● EXERCISE TASK
Please rewrite the data from the line containing "# locate gnarled" through the end of the data, keeping every line, and shift each coordinate pair by adding 88 to both of its numbers.

● EXERCISE MATERIALS
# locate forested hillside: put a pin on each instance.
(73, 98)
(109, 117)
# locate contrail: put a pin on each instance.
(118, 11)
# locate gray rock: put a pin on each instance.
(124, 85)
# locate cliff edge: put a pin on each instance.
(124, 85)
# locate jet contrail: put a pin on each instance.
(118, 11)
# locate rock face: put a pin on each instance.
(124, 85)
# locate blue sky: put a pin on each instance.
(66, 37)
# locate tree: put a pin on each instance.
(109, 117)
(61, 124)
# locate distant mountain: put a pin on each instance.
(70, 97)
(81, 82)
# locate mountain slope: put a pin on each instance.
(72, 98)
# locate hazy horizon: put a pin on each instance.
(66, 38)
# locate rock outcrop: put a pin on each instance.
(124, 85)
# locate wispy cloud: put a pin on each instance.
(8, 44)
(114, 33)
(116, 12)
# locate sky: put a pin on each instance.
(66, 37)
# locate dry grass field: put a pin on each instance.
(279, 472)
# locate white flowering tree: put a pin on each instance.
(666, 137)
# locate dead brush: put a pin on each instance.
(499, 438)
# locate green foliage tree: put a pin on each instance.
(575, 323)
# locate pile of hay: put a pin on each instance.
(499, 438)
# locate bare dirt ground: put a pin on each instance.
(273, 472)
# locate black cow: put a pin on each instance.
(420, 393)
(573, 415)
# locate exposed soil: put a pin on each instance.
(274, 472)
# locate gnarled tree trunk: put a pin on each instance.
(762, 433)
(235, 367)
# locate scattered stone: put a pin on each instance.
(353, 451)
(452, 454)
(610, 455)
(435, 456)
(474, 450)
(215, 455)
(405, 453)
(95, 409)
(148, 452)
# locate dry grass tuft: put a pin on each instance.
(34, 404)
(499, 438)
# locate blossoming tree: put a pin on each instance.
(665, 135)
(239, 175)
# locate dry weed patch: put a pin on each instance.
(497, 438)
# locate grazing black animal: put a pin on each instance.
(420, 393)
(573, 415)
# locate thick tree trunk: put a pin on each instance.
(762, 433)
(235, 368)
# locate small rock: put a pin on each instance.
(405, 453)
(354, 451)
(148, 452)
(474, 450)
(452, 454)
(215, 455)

● THE COMPLETED TASK
# locate gnarled tree trunk: put a pin on each instance.
(850, 521)
(323, 455)
# locate scattered stone: put a pin on each instance.
(441, 539)
(540, 542)
(698, 543)
(523, 544)
(562, 538)
(303, 543)
(493, 541)
(183, 497)
(236, 540)
# locate dry grass tuft: put a pin on each instance.
(122, 492)
(587, 526)
# locate blossoming tree: put a pin on each instance.
(753, 223)
(327, 263)
# locate dry weed patch: put a pin on each instance.
(585, 526)
# locate grazing black animal: put a pin on each instance.
(508, 481)
(661, 503)
# locate thick tree trunk: put a pin on each instance.
(850, 521)
(323, 456)
# locate small rock: put a pin on each instance.
(493, 541)
(442, 539)
(236, 540)
(562, 538)
(540, 542)
(303, 543)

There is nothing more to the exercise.